(Excerpt from a dataset)
· · · · · · ·
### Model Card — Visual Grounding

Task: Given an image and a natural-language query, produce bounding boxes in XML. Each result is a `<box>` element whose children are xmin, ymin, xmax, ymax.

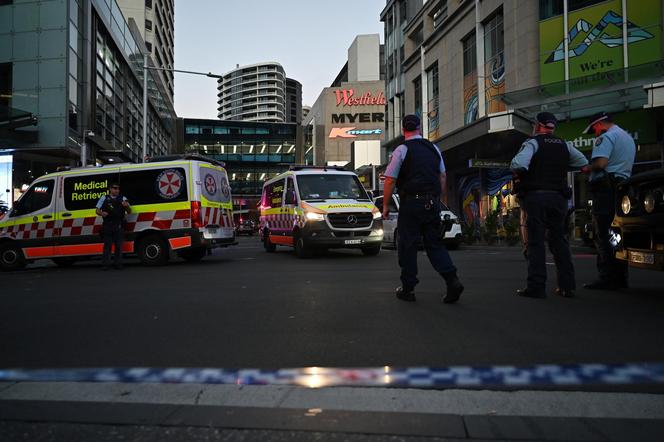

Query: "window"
<box><xmin>285</xmin><ymin>178</ymin><xmax>297</xmax><ymax>206</ymax></box>
<box><xmin>185</xmin><ymin>124</ymin><xmax>201</xmax><ymax>135</ymax></box>
<box><xmin>433</xmin><ymin>0</ymin><xmax>447</xmax><ymax>28</ymax></box>
<box><xmin>484</xmin><ymin>11</ymin><xmax>504</xmax><ymax>63</ymax></box>
<box><xmin>0</xmin><ymin>63</ymin><xmax>12</xmax><ymax>107</ymax></box>
<box><xmin>540</xmin><ymin>0</ymin><xmax>605</xmax><ymax>20</ymax></box>
<box><xmin>120</xmin><ymin>167</ymin><xmax>188</xmax><ymax>206</ymax></box>
<box><xmin>12</xmin><ymin>180</ymin><xmax>55</xmax><ymax>217</ymax></box>
<box><xmin>396</xmin><ymin>0</ymin><xmax>408</xmax><ymax>24</ymax></box>
<box><xmin>413</xmin><ymin>77</ymin><xmax>422</xmax><ymax>115</ymax></box>
<box><xmin>462</xmin><ymin>31</ymin><xmax>477</xmax><ymax>76</ymax></box>
<box><xmin>261</xmin><ymin>180</ymin><xmax>284</xmax><ymax>209</ymax></box>
<box><xmin>297</xmin><ymin>174</ymin><xmax>369</xmax><ymax>201</ymax></box>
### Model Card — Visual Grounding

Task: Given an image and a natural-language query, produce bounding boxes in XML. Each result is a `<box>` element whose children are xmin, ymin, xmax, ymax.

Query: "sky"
<box><xmin>175</xmin><ymin>0</ymin><xmax>386</xmax><ymax>118</ymax></box>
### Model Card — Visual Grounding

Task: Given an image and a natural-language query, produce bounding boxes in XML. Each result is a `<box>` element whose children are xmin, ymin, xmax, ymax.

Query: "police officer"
<box><xmin>584</xmin><ymin>112</ymin><xmax>636</xmax><ymax>289</ymax></box>
<box><xmin>511</xmin><ymin>112</ymin><xmax>588</xmax><ymax>298</ymax></box>
<box><xmin>383</xmin><ymin>115</ymin><xmax>464</xmax><ymax>304</ymax></box>
<box><xmin>96</xmin><ymin>183</ymin><xmax>131</xmax><ymax>270</ymax></box>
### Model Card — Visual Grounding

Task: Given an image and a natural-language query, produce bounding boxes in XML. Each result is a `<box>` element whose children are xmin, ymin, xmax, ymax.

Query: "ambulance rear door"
<box><xmin>198</xmin><ymin>163</ymin><xmax>235</xmax><ymax>239</ymax></box>
<box><xmin>5</xmin><ymin>176</ymin><xmax>56</xmax><ymax>260</ymax></box>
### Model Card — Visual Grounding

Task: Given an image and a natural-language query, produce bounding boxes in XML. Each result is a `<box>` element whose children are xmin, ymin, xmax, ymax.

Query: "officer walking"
<box><xmin>584</xmin><ymin>112</ymin><xmax>636</xmax><ymax>289</ymax></box>
<box><xmin>511</xmin><ymin>112</ymin><xmax>588</xmax><ymax>298</ymax></box>
<box><xmin>96</xmin><ymin>183</ymin><xmax>131</xmax><ymax>270</ymax></box>
<box><xmin>383</xmin><ymin>115</ymin><xmax>464</xmax><ymax>304</ymax></box>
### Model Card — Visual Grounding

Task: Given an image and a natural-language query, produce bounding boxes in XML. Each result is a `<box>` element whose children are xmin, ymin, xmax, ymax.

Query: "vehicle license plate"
<box><xmin>629</xmin><ymin>252</ymin><xmax>655</xmax><ymax>264</ymax></box>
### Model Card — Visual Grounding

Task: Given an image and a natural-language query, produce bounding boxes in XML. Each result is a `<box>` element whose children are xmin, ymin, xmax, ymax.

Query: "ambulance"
<box><xmin>0</xmin><ymin>156</ymin><xmax>236</xmax><ymax>270</ymax></box>
<box><xmin>259</xmin><ymin>166</ymin><xmax>383</xmax><ymax>258</ymax></box>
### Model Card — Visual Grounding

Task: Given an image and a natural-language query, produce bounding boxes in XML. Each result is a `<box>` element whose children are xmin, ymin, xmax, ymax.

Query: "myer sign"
<box><xmin>556</xmin><ymin>110</ymin><xmax>657</xmax><ymax>151</ymax></box>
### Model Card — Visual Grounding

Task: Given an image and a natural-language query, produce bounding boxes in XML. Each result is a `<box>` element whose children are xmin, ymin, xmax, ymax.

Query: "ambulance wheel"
<box><xmin>362</xmin><ymin>246</ymin><xmax>380</xmax><ymax>256</ymax></box>
<box><xmin>137</xmin><ymin>235</ymin><xmax>168</xmax><ymax>266</ymax></box>
<box><xmin>263</xmin><ymin>232</ymin><xmax>277</xmax><ymax>253</ymax></box>
<box><xmin>295</xmin><ymin>236</ymin><xmax>312</xmax><ymax>259</ymax></box>
<box><xmin>178</xmin><ymin>247</ymin><xmax>207</xmax><ymax>262</ymax></box>
<box><xmin>53</xmin><ymin>258</ymin><xmax>76</xmax><ymax>267</ymax></box>
<box><xmin>0</xmin><ymin>243</ymin><xmax>27</xmax><ymax>271</ymax></box>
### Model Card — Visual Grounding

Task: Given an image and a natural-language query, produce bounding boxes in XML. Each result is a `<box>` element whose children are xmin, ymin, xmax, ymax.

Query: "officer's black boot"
<box><xmin>443</xmin><ymin>272</ymin><xmax>464</xmax><ymax>304</ymax></box>
<box><xmin>396</xmin><ymin>287</ymin><xmax>415</xmax><ymax>302</ymax></box>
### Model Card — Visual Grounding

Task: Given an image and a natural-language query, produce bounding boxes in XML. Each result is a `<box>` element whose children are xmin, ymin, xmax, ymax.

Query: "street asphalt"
<box><xmin>0</xmin><ymin>237</ymin><xmax>664</xmax><ymax>368</ymax></box>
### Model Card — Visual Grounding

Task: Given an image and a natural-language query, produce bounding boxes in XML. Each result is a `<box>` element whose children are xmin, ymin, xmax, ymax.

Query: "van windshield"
<box><xmin>297</xmin><ymin>174</ymin><xmax>369</xmax><ymax>201</ymax></box>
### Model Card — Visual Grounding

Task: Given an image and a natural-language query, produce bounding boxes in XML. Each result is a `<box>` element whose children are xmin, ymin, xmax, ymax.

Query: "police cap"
<box><xmin>583</xmin><ymin>112</ymin><xmax>613</xmax><ymax>134</ymax></box>
<box><xmin>537</xmin><ymin>112</ymin><xmax>558</xmax><ymax>129</ymax></box>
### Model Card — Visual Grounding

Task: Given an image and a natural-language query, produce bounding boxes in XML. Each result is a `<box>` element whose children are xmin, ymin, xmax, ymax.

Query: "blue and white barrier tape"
<box><xmin>0</xmin><ymin>363</ymin><xmax>664</xmax><ymax>388</ymax></box>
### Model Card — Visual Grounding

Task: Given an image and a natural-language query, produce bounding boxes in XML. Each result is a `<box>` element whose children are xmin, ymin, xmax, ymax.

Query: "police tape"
<box><xmin>0</xmin><ymin>363</ymin><xmax>664</xmax><ymax>388</ymax></box>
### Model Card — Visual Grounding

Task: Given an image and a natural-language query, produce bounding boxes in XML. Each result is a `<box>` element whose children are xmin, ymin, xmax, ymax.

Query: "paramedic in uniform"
<box><xmin>584</xmin><ymin>112</ymin><xmax>636</xmax><ymax>289</ymax></box>
<box><xmin>383</xmin><ymin>115</ymin><xmax>463</xmax><ymax>303</ymax></box>
<box><xmin>96</xmin><ymin>183</ymin><xmax>131</xmax><ymax>270</ymax></box>
<box><xmin>510</xmin><ymin>112</ymin><xmax>588</xmax><ymax>298</ymax></box>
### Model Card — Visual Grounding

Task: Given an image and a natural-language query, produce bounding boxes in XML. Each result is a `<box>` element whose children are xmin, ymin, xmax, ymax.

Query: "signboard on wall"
<box><xmin>539</xmin><ymin>0</ymin><xmax>662</xmax><ymax>84</ymax></box>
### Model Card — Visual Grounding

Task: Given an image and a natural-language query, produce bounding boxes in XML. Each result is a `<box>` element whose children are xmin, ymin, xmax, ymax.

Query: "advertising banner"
<box><xmin>539</xmin><ymin>0</ymin><xmax>662</xmax><ymax>84</ymax></box>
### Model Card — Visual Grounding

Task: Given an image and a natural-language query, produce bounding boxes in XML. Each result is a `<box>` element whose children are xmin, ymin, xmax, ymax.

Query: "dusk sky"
<box><xmin>175</xmin><ymin>0</ymin><xmax>385</xmax><ymax>118</ymax></box>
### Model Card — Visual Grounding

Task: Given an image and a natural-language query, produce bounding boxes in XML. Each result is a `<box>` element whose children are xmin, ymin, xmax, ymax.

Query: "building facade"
<box><xmin>303</xmin><ymin>34</ymin><xmax>386</xmax><ymax>169</ymax></box>
<box><xmin>0</xmin><ymin>0</ymin><xmax>175</xmax><ymax>199</ymax></box>
<box><xmin>217</xmin><ymin>62</ymin><xmax>286</xmax><ymax>123</ymax></box>
<box><xmin>286</xmin><ymin>78</ymin><xmax>302</xmax><ymax>124</ymax></box>
<box><xmin>117</xmin><ymin>0</ymin><xmax>175</xmax><ymax>102</ymax></box>
<box><xmin>180</xmin><ymin>118</ymin><xmax>303</xmax><ymax>199</ymax></box>
<box><xmin>384</xmin><ymin>0</ymin><xmax>664</xmax><ymax>233</ymax></box>
<box><xmin>380</xmin><ymin>0</ymin><xmax>423</xmax><ymax>140</ymax></box>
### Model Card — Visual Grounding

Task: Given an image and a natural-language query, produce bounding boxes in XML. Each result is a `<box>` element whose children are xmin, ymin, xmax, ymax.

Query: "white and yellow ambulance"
· · · · · · ·
● **What you will do**:
Please collect every line of the records above that contains the string "tape", copying each line in full. Case matters.

● **Worked solution**:
Query: "blue and white barrier tape"
Query: "police tape"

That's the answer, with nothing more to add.